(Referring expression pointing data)
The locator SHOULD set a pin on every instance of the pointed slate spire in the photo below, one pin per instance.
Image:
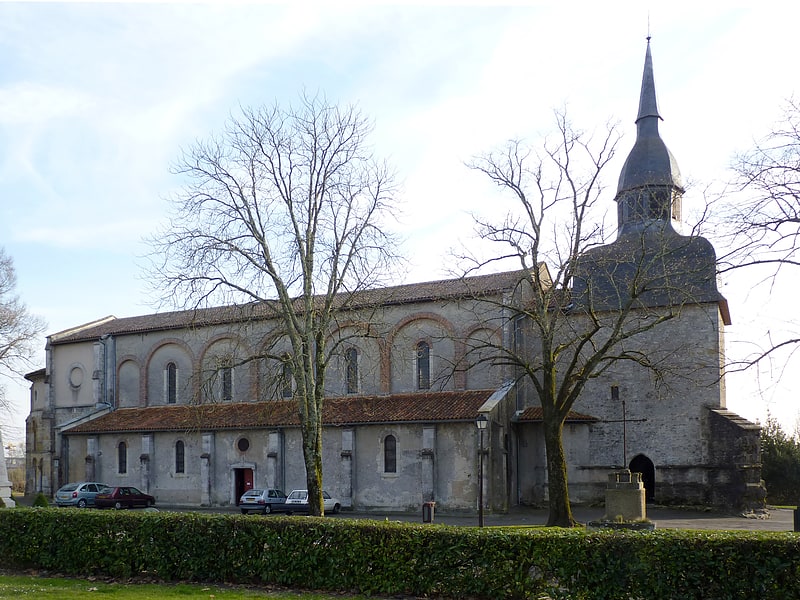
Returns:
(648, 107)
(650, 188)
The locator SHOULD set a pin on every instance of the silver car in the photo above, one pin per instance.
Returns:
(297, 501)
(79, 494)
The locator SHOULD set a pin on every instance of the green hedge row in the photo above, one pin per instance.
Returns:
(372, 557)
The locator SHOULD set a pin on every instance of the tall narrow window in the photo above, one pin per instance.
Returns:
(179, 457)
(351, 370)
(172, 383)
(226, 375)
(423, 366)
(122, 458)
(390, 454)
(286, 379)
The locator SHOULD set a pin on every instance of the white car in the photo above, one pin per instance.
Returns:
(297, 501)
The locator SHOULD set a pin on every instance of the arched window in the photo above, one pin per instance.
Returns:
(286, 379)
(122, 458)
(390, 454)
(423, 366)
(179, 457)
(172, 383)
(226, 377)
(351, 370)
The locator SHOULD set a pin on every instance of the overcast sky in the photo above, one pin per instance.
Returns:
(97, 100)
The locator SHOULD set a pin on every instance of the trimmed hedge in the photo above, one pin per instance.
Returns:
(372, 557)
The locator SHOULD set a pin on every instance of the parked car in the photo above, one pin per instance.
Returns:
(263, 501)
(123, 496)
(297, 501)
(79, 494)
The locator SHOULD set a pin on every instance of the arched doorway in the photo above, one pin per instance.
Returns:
* * *
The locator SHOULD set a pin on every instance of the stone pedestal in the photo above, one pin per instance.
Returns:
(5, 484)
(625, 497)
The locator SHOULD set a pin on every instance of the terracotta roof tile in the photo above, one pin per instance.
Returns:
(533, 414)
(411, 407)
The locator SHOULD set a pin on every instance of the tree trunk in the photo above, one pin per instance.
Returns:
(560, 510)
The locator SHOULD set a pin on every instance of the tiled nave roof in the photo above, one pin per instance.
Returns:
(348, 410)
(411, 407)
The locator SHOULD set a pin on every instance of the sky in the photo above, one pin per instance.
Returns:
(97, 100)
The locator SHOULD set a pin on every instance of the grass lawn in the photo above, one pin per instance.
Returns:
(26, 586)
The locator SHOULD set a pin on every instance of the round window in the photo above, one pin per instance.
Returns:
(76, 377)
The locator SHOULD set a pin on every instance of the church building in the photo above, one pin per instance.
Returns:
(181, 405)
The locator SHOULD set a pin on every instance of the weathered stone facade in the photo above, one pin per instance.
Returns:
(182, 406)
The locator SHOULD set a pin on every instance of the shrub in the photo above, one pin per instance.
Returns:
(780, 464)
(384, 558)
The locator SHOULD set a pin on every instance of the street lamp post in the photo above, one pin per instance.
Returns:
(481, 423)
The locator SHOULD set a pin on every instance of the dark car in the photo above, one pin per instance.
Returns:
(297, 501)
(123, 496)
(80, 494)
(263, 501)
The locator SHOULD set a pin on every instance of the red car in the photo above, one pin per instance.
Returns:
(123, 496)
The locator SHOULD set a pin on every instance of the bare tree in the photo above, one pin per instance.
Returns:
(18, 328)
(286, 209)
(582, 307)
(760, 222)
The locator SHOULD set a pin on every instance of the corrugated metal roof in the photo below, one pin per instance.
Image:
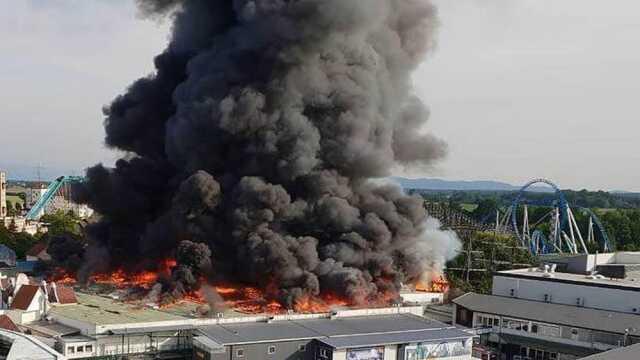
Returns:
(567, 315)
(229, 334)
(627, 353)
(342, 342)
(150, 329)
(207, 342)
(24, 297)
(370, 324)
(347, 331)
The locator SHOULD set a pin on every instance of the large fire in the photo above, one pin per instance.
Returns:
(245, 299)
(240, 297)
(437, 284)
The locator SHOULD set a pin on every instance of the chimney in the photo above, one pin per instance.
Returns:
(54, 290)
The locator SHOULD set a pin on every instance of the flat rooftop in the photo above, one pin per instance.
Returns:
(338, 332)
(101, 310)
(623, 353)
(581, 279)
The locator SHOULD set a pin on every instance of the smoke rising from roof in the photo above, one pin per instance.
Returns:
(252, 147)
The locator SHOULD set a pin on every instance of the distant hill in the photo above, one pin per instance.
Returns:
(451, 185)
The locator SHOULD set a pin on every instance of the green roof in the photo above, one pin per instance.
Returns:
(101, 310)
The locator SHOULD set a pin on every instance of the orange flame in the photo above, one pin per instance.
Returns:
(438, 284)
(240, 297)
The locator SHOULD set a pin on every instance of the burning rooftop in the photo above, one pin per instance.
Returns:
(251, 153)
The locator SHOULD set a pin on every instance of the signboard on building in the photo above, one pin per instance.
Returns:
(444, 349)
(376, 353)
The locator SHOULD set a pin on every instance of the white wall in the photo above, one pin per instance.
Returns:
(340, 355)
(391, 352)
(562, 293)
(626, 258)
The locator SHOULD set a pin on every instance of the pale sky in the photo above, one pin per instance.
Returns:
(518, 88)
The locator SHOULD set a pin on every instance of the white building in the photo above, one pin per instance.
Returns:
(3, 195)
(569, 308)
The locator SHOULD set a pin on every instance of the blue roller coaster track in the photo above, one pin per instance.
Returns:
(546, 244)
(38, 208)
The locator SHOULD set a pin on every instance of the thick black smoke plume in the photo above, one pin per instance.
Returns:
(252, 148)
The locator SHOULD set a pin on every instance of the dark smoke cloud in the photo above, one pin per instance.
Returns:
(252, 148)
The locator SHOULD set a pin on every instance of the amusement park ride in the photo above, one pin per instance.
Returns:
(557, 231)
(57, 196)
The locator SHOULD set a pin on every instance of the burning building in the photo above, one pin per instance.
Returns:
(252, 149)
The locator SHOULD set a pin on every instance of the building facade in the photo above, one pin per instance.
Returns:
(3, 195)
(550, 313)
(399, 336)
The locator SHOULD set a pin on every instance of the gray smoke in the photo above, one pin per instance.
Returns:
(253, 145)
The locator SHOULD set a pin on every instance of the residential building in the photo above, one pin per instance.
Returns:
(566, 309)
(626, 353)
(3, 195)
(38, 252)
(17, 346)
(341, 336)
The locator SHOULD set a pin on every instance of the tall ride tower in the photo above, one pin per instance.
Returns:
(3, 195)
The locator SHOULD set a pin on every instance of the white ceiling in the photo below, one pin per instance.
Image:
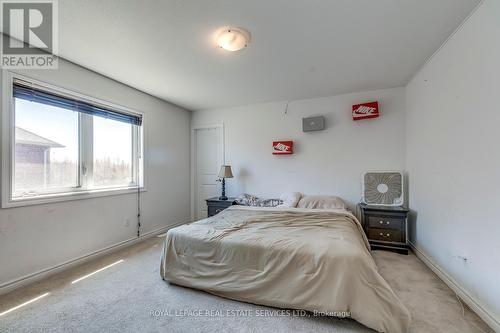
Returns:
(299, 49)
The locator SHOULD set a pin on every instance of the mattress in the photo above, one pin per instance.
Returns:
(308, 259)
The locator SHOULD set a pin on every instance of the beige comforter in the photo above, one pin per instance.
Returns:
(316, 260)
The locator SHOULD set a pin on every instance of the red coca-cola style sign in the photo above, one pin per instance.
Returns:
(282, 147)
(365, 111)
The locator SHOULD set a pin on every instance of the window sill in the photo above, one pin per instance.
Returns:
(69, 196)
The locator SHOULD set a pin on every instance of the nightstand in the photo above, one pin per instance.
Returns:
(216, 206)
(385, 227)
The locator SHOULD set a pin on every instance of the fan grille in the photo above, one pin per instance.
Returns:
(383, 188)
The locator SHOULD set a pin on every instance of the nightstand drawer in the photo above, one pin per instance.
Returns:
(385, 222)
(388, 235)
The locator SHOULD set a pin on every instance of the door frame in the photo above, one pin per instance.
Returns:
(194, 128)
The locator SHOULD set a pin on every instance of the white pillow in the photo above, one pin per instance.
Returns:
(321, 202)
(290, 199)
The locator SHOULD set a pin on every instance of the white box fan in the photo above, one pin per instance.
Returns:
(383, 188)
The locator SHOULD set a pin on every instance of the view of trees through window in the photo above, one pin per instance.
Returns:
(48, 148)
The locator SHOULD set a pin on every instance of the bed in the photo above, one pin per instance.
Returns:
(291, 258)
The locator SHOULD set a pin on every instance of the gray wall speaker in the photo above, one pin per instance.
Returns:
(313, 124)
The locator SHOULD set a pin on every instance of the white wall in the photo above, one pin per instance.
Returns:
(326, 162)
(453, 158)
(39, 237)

## Action item
Reproduce each line from the data that has "nightstand" in it.

## Solution
The locator SHOULD set a pin on every instance of the nightstand in the photo above, one pin per instance.
The locator SHOULD set a pin on every instance of the nightstand drawer in the photo above, one pin per instance.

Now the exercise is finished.